● Dataset
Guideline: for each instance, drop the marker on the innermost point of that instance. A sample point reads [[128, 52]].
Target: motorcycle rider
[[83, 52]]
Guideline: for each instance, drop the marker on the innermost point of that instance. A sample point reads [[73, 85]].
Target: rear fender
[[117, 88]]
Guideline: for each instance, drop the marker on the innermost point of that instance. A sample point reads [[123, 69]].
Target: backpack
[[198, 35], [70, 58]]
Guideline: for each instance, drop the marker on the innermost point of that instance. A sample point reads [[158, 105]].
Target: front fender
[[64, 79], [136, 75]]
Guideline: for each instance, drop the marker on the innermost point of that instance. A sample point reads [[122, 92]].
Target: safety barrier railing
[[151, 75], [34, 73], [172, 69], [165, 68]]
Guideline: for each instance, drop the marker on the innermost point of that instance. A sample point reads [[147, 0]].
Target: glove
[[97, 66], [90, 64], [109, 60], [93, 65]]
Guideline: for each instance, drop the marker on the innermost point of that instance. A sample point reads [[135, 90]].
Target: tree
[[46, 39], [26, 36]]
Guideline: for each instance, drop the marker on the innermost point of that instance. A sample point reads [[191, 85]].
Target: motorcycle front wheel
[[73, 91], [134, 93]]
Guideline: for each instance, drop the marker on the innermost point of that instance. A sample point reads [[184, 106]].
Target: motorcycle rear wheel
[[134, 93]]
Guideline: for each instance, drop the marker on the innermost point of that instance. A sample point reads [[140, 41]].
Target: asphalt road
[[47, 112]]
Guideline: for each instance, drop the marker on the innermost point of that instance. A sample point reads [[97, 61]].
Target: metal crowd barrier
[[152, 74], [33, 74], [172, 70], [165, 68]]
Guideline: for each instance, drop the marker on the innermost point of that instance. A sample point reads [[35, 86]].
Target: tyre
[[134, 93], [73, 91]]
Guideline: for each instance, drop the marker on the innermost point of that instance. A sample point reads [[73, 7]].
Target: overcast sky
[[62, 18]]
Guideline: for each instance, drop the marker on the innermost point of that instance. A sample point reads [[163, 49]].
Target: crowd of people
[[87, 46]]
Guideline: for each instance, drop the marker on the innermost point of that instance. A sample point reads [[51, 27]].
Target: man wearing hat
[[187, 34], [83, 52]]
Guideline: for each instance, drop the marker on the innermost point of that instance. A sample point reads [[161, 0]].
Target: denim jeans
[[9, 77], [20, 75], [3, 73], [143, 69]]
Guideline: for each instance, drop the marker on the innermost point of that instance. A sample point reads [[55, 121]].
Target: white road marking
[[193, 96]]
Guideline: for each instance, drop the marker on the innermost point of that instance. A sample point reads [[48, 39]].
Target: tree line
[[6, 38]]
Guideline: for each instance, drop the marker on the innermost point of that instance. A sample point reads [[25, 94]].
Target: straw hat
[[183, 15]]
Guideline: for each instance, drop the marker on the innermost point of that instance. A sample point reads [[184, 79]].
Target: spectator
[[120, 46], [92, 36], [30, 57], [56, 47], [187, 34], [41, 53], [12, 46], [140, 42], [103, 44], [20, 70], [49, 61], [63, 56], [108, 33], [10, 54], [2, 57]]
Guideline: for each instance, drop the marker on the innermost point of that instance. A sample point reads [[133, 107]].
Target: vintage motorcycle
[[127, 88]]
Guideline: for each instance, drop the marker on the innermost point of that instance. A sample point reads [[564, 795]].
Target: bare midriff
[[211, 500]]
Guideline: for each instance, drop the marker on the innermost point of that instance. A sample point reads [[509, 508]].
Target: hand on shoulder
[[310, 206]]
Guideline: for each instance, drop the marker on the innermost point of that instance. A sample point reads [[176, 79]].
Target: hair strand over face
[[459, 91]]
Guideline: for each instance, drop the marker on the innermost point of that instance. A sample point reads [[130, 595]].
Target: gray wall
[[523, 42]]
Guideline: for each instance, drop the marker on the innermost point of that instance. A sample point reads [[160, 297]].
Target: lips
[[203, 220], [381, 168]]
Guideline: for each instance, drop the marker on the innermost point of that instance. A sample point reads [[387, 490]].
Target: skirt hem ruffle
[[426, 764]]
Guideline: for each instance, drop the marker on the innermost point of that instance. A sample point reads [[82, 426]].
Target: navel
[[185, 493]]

● Exercise goal
Could you reproduce all of the material above, exactly as it reads?

● Solution
Guideline: for each instance, drop the marker on the innermost point of that instance. A sample point reads [[128, 52]].
Target: motorcycle rider
[[83, 52]]
Guideline: for each instance, drop the marker on the innermost point of that instance. A sample point reads [[73, 85]].
Target: rear fender
[[117, 88]]
Guideline: for each instance, drop the marker on the innermost point of that instance. A sample point reads [[123, 69]].
Target: backpack
[[198, 35], [70, 58]]
Guideline: for each instance, drop the marker on the innermost point of that instance. A sample point reads [[158, 105]].
Target: front fender
[[64, 79], [136, 75]]
Guideline: for each instance, drop the marker on the innermost point of that instance. A sample point reads [[122, 92]].
Target: safety barrier railing
[[151, 75], [34, 73], [172, 69], [165, 68]]
Guideline: for each instance, drop the marker on the innermost point of that instance. A sample point reads [[147, 0]].
Target: glove
[[97, 66], [90, 64], [109, 60], [93, 65]]
Guideline: for each instance, drop the marker on the innermost point of that instance. A sample point reads [[135, 90]].
Target: tree
[[46, 39], [26, 36]]
Guideline: for each instance, drop the marker on the innermost point of that instance. A sample point reads [[191, 85]].
Target: motorcycle front wheel
[[73, 91], [134, 93]]
Guideline: for each instance, drop the marker on the innermost point of that instance. A sample point reads [[184, 106]].
Target: motorcycle rear wheel
[[134, 93]]
Guideline: for each instance, drop the marker on the innermost point of that instance. A sample point reads [[140, 41]].
Target: asphalt road
[[47, 112]]
Guideline: for each instance, drop the marker on the innermost point of that instance. A sample point reads [[97, 61]].
Target: metal crowd barrier
[[152, 74], [33, 74], [172, 70], [165, 68]]
Guideline: for each instance, drop the marker on the innermost point of that instance. A sample point reads [[35, 86]].
Target: tyre
[[134, 93], [73, 91]]
Guideline: for each instance, drop the marker on the innermost point of that instance. A sample point reads [[73, 7]].
Target: overcast sky
[[62, 18]]
Guideline: for each instance, drop the marker on the innermost point of that instance. A sample point reads [[163, 49]].
Target: crowd of people
[[87, 46]]
Guideline: for each instance, drop the marker on the innermost point of that instance. A sample point reads [[51, 27]].
Target: man wearing hat
[[187, 34], [83, 52]]
Guideline: for each instance, drop the marker on the innermost point of that instance. A sample point reads [[161, 0]].
Target: denim jeans
[[9, 77], [20, 75], [3, 73], [143, 69]]
Guideline: for each instance, drop the marker on the innermost point of that instance. A sample point reads [[55, 121]].
Target: white road marking
[[193, 96]]
Guideline: for each instance, drop the marker on the innermost point of that instance. A sample point reads [[48, 39]].
Target: tree line
[[6, 38]]
Guideline: for each instance, drop the marker on the innermost point of that instance. A sample point reads [[25, 94]].
Target: straw hat
[[183, 15]]
Guideline: for each instance, drop the marker on the innermost point of that instance. A sample point reads [[184, 79]].
Target: spectator
[[120, 46], [92, 36], [30, 57], [56, 47], [187, 34], [41, 53], [12, 46], [140, 42], [103, 44], [20, 70], [49, 61], [63, 56], [108, 33], [10, 54], [2, 57]]
Guideline: for each instance, drop the marker on the innermost point of that instance. A sample point reads [[133, 107]].
Target: vintage motorcycle
[[127, 88]]
Guideline: for each instance, drop the marker on the innermost point of that instance. A sample point reads [[564, 795]].
Target: bare midriff
[[211, 500]]
Guideline: for each instance, drop the marker on the innermost point of that instance. A sample point reads [[509, 508]].
Target: hand on shoulder
[[310, 206]]
Guideline: for each instance, drop the marker on the innermost point of that instance. A sample point reads [[176, 79]].
Target: hair strand over face
[[459, 91]]
Guideline: for each instance, drop the marker on the innermost point of that instance. A sample point reads [[130, 595]].
Target: gray wall
[[523, 42]]
Guideline: for each instance, drop the marker on the innermost point of that instance. A sample point reads [[160, 297]].
Target: lips
[[203, 220], [381, 168]]
Guideline: for each instance, drop the marker on the innermost point of that instance. A sample point reads [[387, 490]].
Target: skirt hem ruffle
[[426, 764]]
Guideline: for each instance, drop the marker on the innermost point of that instance. A sample point reads [[82, 426]].
Target: navel
[[185, 493]]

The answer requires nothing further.